Write out the entire listing below exactly as it appears, minus any pictures.

___

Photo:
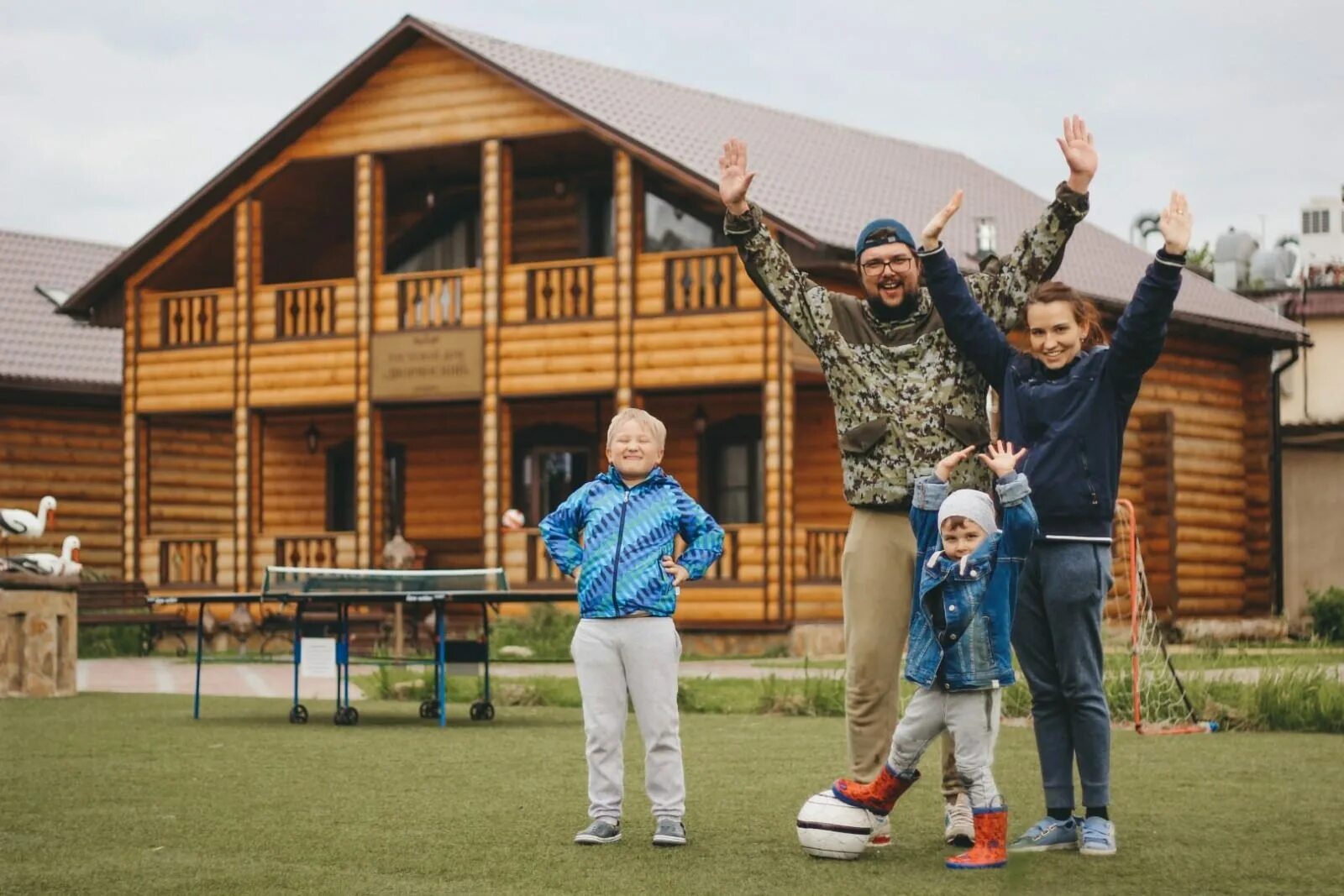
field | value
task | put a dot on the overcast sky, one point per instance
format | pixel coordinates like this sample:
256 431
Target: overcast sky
112 113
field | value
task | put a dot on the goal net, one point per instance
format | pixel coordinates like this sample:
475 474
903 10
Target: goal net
1148 681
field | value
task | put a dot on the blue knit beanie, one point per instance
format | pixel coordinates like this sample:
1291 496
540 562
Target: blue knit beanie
869 241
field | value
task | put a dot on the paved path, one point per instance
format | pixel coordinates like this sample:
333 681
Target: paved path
165 674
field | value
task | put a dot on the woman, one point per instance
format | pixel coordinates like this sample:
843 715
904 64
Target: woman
1068 401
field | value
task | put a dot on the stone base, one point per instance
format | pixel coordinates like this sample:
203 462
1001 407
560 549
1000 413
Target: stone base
1229 631
39 644
817 640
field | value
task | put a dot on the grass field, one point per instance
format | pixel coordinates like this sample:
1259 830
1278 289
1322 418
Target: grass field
127 794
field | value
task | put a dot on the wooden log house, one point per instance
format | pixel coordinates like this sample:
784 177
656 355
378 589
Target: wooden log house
60 399
418 300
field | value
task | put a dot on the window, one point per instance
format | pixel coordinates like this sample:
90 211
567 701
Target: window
444 241
734 470
550 464
340 486
394 490
669 228
598 222
1316 221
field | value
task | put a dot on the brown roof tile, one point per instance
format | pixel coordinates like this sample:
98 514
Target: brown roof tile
40 347
827 181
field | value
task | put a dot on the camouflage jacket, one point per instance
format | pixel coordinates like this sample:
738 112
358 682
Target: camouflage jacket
904 396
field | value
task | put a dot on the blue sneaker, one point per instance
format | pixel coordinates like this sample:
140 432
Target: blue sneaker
1047 835
1099 837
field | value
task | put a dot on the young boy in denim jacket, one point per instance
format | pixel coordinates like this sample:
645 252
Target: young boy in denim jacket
958 651
625 647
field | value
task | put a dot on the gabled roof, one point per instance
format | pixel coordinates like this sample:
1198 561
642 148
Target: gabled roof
817 179
39 347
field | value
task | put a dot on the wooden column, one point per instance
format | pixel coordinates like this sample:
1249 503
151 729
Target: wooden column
1158 506
246 275
365 472
627 237
1260 497
496 203
131 441
777 443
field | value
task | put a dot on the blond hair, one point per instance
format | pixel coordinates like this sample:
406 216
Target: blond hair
651 423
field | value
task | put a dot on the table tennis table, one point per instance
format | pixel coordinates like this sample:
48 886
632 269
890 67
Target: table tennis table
308 587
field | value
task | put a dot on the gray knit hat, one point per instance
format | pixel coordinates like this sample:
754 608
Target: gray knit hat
971 504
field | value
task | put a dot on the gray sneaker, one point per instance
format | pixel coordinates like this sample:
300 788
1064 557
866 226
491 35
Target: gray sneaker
600 832
669 832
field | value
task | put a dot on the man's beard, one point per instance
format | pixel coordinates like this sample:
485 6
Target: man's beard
907 307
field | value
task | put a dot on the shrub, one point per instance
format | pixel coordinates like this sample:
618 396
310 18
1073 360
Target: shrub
1327 609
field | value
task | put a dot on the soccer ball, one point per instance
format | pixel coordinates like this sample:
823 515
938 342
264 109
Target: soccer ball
832 829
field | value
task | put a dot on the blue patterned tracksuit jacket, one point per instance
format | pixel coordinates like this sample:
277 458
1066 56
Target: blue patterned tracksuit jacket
627 532
978 594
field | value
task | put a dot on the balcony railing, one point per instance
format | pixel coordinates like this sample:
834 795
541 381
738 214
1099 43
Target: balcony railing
559 291
824 550
701 282
306 551
188 320
188 562
306 309
434 300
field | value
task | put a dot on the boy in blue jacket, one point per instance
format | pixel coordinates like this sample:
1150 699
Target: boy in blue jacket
958 651
625 647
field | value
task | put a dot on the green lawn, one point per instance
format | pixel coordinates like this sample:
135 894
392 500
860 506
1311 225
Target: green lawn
127 794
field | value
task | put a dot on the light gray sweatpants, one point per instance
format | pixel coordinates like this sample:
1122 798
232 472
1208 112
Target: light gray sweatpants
972 718
636 658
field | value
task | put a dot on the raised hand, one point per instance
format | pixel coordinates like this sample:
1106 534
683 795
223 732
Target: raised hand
1077 145
1175 224
933 230
1000 459
947 465
734 179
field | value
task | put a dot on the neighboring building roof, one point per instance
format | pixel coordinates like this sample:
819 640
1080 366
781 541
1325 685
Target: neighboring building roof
817 179
39 347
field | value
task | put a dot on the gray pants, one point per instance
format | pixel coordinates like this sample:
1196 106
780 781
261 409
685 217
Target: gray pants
972 718
1057 636
636 660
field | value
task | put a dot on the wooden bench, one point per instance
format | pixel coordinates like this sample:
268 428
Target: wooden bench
118 604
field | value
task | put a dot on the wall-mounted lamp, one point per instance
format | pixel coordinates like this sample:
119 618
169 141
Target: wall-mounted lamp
699 421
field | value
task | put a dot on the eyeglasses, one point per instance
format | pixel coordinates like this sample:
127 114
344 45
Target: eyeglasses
900 265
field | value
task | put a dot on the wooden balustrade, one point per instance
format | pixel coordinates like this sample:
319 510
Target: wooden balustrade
701 282
190 318
188 562
306 551
559 291
434 300
306 309
824 548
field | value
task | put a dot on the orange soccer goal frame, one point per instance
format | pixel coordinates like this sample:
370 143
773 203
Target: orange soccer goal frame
1140 606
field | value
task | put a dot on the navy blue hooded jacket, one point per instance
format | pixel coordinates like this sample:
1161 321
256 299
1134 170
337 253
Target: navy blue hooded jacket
1073 419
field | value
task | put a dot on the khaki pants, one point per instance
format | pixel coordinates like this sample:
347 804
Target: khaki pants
877 582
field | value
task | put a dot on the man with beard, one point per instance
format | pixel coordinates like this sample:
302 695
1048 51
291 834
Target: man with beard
904 399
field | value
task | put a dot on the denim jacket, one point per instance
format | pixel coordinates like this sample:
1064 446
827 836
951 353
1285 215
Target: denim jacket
978 593
627 532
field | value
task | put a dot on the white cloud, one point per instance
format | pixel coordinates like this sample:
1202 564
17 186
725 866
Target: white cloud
114 113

___

■ **Solution**:
Photo:
field | value
task | put a dot on the overcast sky, one point per instance
format | pixel coordinates like this sample:
256 431
Target: overcast sky
112 113
field | value
task | put a dot on the goal net, one point per instance
format | pixel coordinates like this sample:
475 474
903 10
Target: goal net
1148 681
field | value
task | put a dot on the blue knit beanie, one point per instance
format | pixel coordinates like this sample:
1291 496
540 562
Target: blue knit beanie
869 241
field | value
task | put a dot on the paved path, one point per instance
format | pixel coordinates like this sample:
333 681
Target: paved path
165 674
field | value
task | put a dot on the woman, one point per instance
format | pixel coordinates like this sample:
843 715
904 64
Target: woman
1068 401
field | value
task | put a dot on the stone base, one point per instance
format | pixel coordinates like this sample:
203 462
1001 407
560 549
1000 413
Target: stone base
1229 631
39 644
817 640
field | value
task | put a dot on the grass field, one point per instance
format | pixel coordinates like this sample:
1259 830
1278 289
1322 418
Target: grass field
127 794
field | value
task | put a dot on the wooden log house, one point per instance
format | pixel coordinates like this sample:
784 177
656 355
378 589
Target: wooden log house
60 399
418 300
field | value
task | put a dot on the window, one point per instance
format | pixel coordinates like this sample:
90 211
567 701
Target: window
444 241
734 470
550 464
340 486
394 490
669 228
598 222
1316 221
field | value
task | put a dot on the brown roof tile, one point per instance
format | pixel coordinates like this sample:
98 514
Target: brown roof tile
40 347
827 181
field | value
task | put a dot on the camouflage jacket, one point per instance
format | pixel coordinates like this sample:
738 112
358 682
Target: camouflage jacket
904 396
field | value
task | put a dot on the blue sneaker, one point per instance
format | pixel coordinates like this sample:
140 432
Target: blue sneaker
1047 835
1099 837
field | value
task | put a dot on the young boy in denim jacket, one point per instance
format | pixel coordinates like this sample:
645 252
Target: young boy in denim jacket
958 651
625 647
field | value
task | put a dot on the gabled roof, one point per instance
format | pixel coordinates like this sample:
1198 561
642 148
Target: gabled roof
817 179
39 347
field | value
task | put a dot on the wooden column, one point per instance
format | pixel coordinates like this sample:
1249 503
151 729
Target: wooden column
1158 506
246 275
365 472
627 237
1260 497
496 203
131 441
777 443
field | value
task | put a dot on the blond hair, one point per instance
format | pixel coordinates like this sample:
406 216
Target: blond hair
651 423
field | value
task | put a dot on the table tennis table, one point per instance
format | pixel coordinates like this sample:
48 886
632 269
890 67
Target: table tennis table
308 587
field | value
task | put a dot on the gray knit hat, one point per instance
format | pixel coordinates like this sample:
754 608
Target: gray knit hat
971 504
field | value
task | put a dot on the gray sneaker, one point per instance
format | pixel coordinates like this sample:
300 788
1064 557
866 226
491 35
Target: gray sneaker
600 832
669 832
field | value
task | put a dot on the man's beard, one point per instance
format | pixel coordinates like this sample:
485 6
Target: man's beard
907 307
field | value
task | put a dot on the shrub, one point per instance
format | pixel coordinates like this sample:
618 396
310 18
1073 360
Target: shrub
1327 609
field | value
task | put a dot on the soccer ball, one point per instance
format | pixel coordinates like this sample:
823 515
938 342
264 109
Target: soccer ball
832 829
field | value
task | put a dot on the blue patterned tracksuit jacket, one point per instance
format | pixel coordinates like this sample:
277 458
1066 56
Target: blue patterned tracksuit jacket
627 532
978 594
field | value
task | put a dot on the balcony railing, one point per instance
format | pixel coordinates like this sample:
834 795
541 381
738 214
1099 43
Target: balcony railing
559 291
824 550
701 282
306 551
188 320
188 562
306 309
434 300
field | value
task | put a dot on the boy in blue jacket, one point per instance
format | pixel coordinates like this sample:
1150 699
Target: boy in blue jacket
958 651
625 647
field | value
task | put a dot on the green lawn, one point per instance
format | pixel coordinates like this sample:
135 894
392 500
860 506
1311 225
Target: green lawn
127 794
field | value
task | put a dot on the light gray sweatpants, one point per instance
format | pixel coordinates like this sample:
1122 798
232 472
1208 112
Target: light gray sweatpants
972 718
636 658
field | value
task | put a dot on the raised hand, one point per instance
format | pixel coordinates like this sample:
1106 534
683 795
223 732
Target: raised hand
1077 145
1175 224
933 230
1000 459
947 465
734 179
field | value
task | put a dot on the neighboring building roof, one point per instance
format | pixel coordinates like this sample:
819 640
1080 366
781 541
1325 685
Target: neighboring building roof
817 179
39 347
field | value
task | put a dot on the gray pants, one point per instance
format | pixel coordinates like this sample:
1196 106
780 781
261 409
685 217
Target: gray pants
972 718
1057 636
636 660
field | value
task | put a dot on the wooden bench, one point per instance
format | pixel coordinates like this sample:
268 428
Target: wooden bench
118 604
field | value
task | put a dot on the wall-mounted lamp, one point per instance
format | pixel coordinates like this sample:
119 618
169 141
Target: wall-mounted lamp
699 421
field | value
task | put a dot on the eyeglasses, one point per instance
format | pixel coordinates like this sample:
127 114
344 45
Target: eyeglasses
900 265
field | value
task | put a dot on the wooden balustrade, one point per instance
format | pixel coordinates like this sample:
319 510
Target: wooden balustrade
701 282
190 318
188 562
306 551
559 291
434 300
306 309
824 548
field | value
task | put a dot on the orange soccer goal frame, one point per instance
format | pixel coordinates like this sample:
370 143
773 203
Target: orange soccer goal frame
1140 606
field | value
task | put a dot on the navy blue hooded jacket, one point per instance
format | pixel coordinates like this sample:
1161 321
256 299
1134 170
337 253
Target: navy blue hooded jacket
1073 419
field | value
task | put a dot on the khaki pants, one point per instance
format | pixel coordinates like this sample:
347 804
Target: khaki pants
877 582
field | value
task | put a dot on the man with beard, one point per instance
format | pixel coordinates like this sample:
302 695
1048 51
291 834
Target: man with beard
904 399
field | value
task | put a dot on the denim jacket, one point per instance
format | pixel coordinates like this sample:
1064 446
827 836
951 353
1285 215
Target: denim jacket
978 593
627 532
field | value
task | put a dot on the white cloud, one point per instance
format | pixel coordinates like this sample:
1202 564
17 186
725 866
Target: white cloud
114 113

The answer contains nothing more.